— start of ENTRIES SHOWN —

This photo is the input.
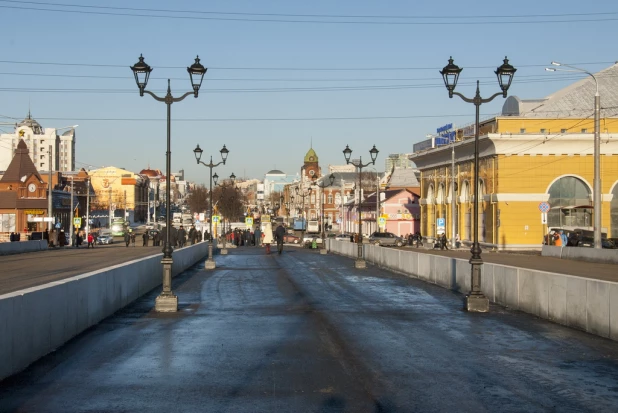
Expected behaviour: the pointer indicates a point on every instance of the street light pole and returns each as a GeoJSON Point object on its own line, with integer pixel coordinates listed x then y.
{"type": "Point", "coordinates": [476, 301]}
{"type": "Point", "coordinates": [167, 301]}
{"type": "Point", "coordinates": [322, 186]}
{"type": "Point", "coordinates": [210, 262]}
{"type": "Point", "coordinates": [596, 190]}
{"type": "Point", "coordinates": [347, 152]}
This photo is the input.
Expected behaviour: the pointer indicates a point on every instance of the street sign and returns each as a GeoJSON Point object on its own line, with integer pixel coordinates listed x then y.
{"type": "Point", "coordinates": [440, 226]}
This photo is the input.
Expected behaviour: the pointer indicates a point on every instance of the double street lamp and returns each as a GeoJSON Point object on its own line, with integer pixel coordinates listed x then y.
{"type": "Point", "coordinates": [210, 262]}
{"type": "Point", "coordinates": [303, 193]}
{"type": "Point", "coordinates": [167, 301]}
{"type": "Point", "coordinates": [596, 190]}
{"type": "Point", "coordinates": [322, 186]}
{"type": "Point", "coordinates": [476, 301]}
{"type": "Point", "coordinates": [347, 153]}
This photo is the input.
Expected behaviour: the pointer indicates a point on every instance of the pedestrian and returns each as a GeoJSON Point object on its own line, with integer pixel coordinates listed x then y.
{"type": "Point", "coordinates": [182, 237]}
{"type": "Point", "coordinates": [443, 242]}
{"type": "Point", "coordinates": [258, 237]}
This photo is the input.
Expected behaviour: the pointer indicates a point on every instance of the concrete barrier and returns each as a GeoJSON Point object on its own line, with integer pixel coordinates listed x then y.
{"type": "Point", "coordinates": [18, 247]}
{"type": "Point", "coordinates": [37, 320]}
{"type": "Point", "coordinates": [603, 256]}
{"type": "Point", "coordinates": [578, 302]}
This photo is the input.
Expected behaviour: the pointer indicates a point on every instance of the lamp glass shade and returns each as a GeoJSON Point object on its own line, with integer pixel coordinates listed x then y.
{"type": "Point", "coordinates": [505, 75]}
{"type": "Point", "coordinates": [374, 154]}
{"type": "Point", "coordinates": [196, 74]}
{"type": "Point", "coordinates": [198, 153]}
{"type": "Point", "coordinates": [450, 74]}
{"type": "Point", "coordinates": [347, 153]}
{"type": "Point", "coordinates": [141, 71]}
{"type": "Point", "coordinates": [224, 152]}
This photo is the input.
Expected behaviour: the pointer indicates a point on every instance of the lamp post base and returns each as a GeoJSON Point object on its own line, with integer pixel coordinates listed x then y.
{"type": "Point", "coordinates": [166, 303]}
{"type": "Point", "coordinates": [476, 303]}
{"type": "Point", "coordinates": [210, 264]}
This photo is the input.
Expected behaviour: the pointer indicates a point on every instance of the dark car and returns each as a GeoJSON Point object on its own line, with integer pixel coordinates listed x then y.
{"type": "Point", "coordinates": [386, 238]}
{"type": "Point", "coordinates": [291, 239]}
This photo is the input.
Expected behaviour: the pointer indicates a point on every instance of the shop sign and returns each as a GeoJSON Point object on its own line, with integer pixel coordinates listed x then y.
{"type": "Point", "coordinates": [35, 211]}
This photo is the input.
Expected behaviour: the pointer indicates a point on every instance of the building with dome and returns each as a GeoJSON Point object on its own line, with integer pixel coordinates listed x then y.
{"type": "Point", "coordinates": [46, 147]}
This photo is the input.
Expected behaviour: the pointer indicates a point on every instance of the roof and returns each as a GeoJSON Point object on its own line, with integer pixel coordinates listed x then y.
{"type": "Point", "coordinates": [403, 178]}
{"type": "Point", "coordinates": [21, 165]}
{"type": "Point", "coordinates": [311, 153]}
{"type": "Point", "coordinates": [573, 101]}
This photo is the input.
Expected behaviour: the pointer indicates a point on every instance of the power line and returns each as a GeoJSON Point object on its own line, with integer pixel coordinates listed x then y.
{"type": "Point", "coordinates": [125, 66]}
{"type": "Point", "coordinates": [305, 15]}
{"type": "Point", "coordinates": [458, 20]}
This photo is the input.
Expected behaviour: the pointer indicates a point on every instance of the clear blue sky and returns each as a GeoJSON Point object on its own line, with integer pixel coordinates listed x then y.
{"type": "Point", "coordinates": [241, 54]}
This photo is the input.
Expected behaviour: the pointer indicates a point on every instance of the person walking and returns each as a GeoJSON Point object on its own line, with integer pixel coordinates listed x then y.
{"type": "Point", "coordinates": [258, 237]}
{"type": "Point", "coordinates": [279, 234]}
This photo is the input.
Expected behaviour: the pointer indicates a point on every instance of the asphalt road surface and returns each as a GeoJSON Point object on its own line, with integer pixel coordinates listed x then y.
{"type": "Point", "coordinates": [302, 332]}
{"type": "Point", "coordinates": [27, 270]}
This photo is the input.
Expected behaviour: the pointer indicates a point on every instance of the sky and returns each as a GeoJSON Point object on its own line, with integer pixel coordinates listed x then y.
{"type": "Point", "coordinates": [282, 75]}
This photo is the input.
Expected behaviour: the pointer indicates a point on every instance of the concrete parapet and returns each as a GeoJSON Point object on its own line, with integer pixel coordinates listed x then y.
{"type": "Point", "coordinates": [582, 303]}
{"type": "Point", "coordinates": [37, 320]}
{"type": "Point", "coordinates": [19, 247]}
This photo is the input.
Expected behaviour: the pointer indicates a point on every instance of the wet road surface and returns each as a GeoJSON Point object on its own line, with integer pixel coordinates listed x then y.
{"type": "Point", "coordinates": [30, 269]}
{"type": "Point", "coordinates": [303, 332]}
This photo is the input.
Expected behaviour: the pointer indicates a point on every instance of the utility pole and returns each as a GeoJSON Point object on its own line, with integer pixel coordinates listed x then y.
{"type": "Point", "coordinates": [453, 192]}
{"type": "Point", "coordinates": [49, 191]}
{"type": "Point", "coordinates": [88, 207]}
{"type": "Point", "coordinates": [71, 214]}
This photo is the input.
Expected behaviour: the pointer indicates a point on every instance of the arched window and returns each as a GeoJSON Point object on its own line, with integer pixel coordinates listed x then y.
{"type": "Point", "coordinates": [569, 201]}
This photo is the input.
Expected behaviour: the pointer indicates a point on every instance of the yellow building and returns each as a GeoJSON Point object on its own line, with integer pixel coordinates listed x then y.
{"type": "Point", "coordinates": [536, 151]}
{"type": "Point", "coordinates": [124, 190]}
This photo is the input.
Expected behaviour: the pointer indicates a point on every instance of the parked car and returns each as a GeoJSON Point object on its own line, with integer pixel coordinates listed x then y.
{"type": "Point", "coordinates": [105, 239]}
{"type": "Point", "coordinates": [291, 239]}
{"type": "Point", "coordinates": [386, 238]}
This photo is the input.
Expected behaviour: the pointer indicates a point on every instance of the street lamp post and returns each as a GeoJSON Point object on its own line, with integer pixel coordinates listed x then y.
{"type": "Point", "coordinates": [221, 198]}
{"type": "Point", "coordinates": [476, 301]}
{"type": "Point", "coordinates": [210, 262]}
{"type": "Point", "coordinates": [303, 194]}
{"type": "Point", "coordinates": [167, 301]}
{"type": "Point", "coordinates": [322, 186]}
{"type": "Point", "coordinates": [347, 153]}
{"type": "Point", "coordinates": [596, 190]}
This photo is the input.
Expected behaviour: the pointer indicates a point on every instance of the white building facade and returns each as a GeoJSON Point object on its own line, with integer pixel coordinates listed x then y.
{"type": "Point", "coordinates": [45, 147]}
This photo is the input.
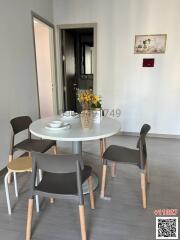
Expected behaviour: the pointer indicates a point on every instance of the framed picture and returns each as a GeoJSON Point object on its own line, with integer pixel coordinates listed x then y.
{"type": "Point", "coordinates": [150, 44]}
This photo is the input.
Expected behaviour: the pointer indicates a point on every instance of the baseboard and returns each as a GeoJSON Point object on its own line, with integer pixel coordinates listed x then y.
{"type": "Point", "coordinates": [154, 135]}
{"type": "Point", "coordinates": [3, 172]}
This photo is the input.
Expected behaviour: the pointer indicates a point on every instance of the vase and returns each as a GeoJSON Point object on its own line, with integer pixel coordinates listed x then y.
{"type": "Point", "coordinates": [86, 119]}
{"type": "Point", "coordinates": [97, 115]}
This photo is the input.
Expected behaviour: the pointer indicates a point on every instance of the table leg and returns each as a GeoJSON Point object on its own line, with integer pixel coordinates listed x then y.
{"type": "Point", "coordinates": [77, 149]}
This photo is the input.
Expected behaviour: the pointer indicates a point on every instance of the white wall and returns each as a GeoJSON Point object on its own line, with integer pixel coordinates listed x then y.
{"type": "Point", "coordinates": [44, 71]}
{"type": "Point", "coordinates": [17, 68]}
{"type": "Point", "coordinates": [149, 95]}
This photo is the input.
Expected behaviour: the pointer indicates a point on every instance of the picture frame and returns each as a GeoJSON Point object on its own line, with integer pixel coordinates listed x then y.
{"type": "Point", "coordinates": [150, 44]}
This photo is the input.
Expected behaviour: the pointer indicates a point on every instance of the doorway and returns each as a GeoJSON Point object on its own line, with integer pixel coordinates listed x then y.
{"type": "Point", "coordinates": [45, 66]}
{"type": "Point", "coordinates": [78, 57]}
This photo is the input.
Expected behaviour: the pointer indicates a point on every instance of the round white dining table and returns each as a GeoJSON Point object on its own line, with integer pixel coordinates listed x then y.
{"type": "Point", "coordinates": [75, 133]}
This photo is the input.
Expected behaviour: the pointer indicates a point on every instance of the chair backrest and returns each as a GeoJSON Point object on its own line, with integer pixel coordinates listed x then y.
{"type": "Point", "coordinates": [20, 124]}
{"type": "Point", "coordinates": [58, 164]}
{"type": "Point", "coordinates": [141, 144]}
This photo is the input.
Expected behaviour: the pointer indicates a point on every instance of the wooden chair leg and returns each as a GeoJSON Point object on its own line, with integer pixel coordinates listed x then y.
{"type": "Point", "coordinates": [103, 183]}
{"type": "Point", "coordinates": [55, 149]}
{"type": "Point", "coordinates": [113, 169]}
{"type": "Point", "coordinates": [143, 189]}
{"type": "Point", "coordinates": [29, 219]}
{"type": "Point", "coordinates": [52, 200]}
{"type": "Point", "coordinates": [147, 172]}
{"type": "Point", "coordinates": [10, 175]}
{"type": "Point", "coordinates": [101, 148]}
{"type": "Point", "coordinates": [104, 144]}
{"type": "Point", "coordinates": [91, 193]}
{"type": "Point", "coordinates": [82, 222]}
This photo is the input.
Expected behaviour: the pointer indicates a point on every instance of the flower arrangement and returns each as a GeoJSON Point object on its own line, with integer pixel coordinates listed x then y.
{"type": "Point", "coordinates": [88, 99]}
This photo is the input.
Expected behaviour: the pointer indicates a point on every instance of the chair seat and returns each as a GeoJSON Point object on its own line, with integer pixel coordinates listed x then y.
{"type": "Point", "coordinates": [122, 154]}
{"type": "Point", "coordinates": [22, 164]}
{"type": "Point", "coordinates": [65, 184]}
{"type": "Point", "coordinates": [35, 145]}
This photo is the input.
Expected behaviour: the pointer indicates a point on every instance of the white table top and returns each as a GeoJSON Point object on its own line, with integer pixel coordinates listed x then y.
{"type": "Point", "coordinates": [108, 127]}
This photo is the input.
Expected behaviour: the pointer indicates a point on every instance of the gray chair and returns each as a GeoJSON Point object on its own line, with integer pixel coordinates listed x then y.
{"type": "Point", "coordinates": [137, 157]}
{"type": "Point", "coordinates": [63, 176]}
{"type": "Point", "coordinates": [20, 124]}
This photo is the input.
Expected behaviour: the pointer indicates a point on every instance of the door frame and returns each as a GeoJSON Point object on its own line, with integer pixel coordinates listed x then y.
{"type": "Point", "coordinates": [60, 56]}
{"type": "Point", "coordinates": [54, 80]}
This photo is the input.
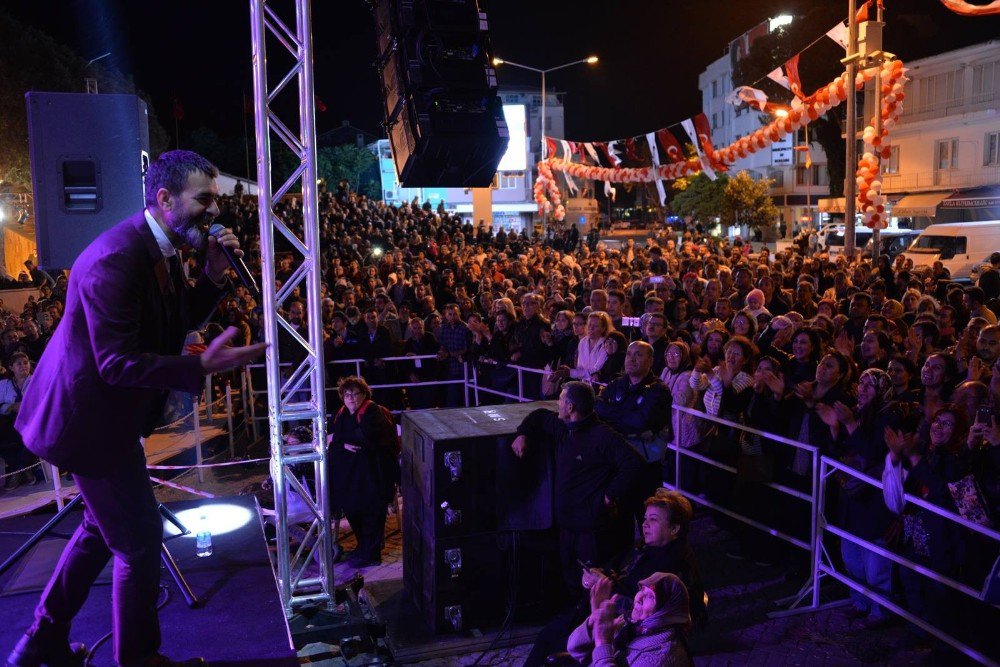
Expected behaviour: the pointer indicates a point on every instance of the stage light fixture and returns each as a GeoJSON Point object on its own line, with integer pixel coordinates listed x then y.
{"type": "Point", "coordinates": [216, 518]}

— end of ENTRIES SHOWN —

AIM OF THE EXERCISE –
Count the lines of the items above that contain the string "road", treating uppercase and lowercase as different, and give only that number.

WRITTEN SOLUTION –
2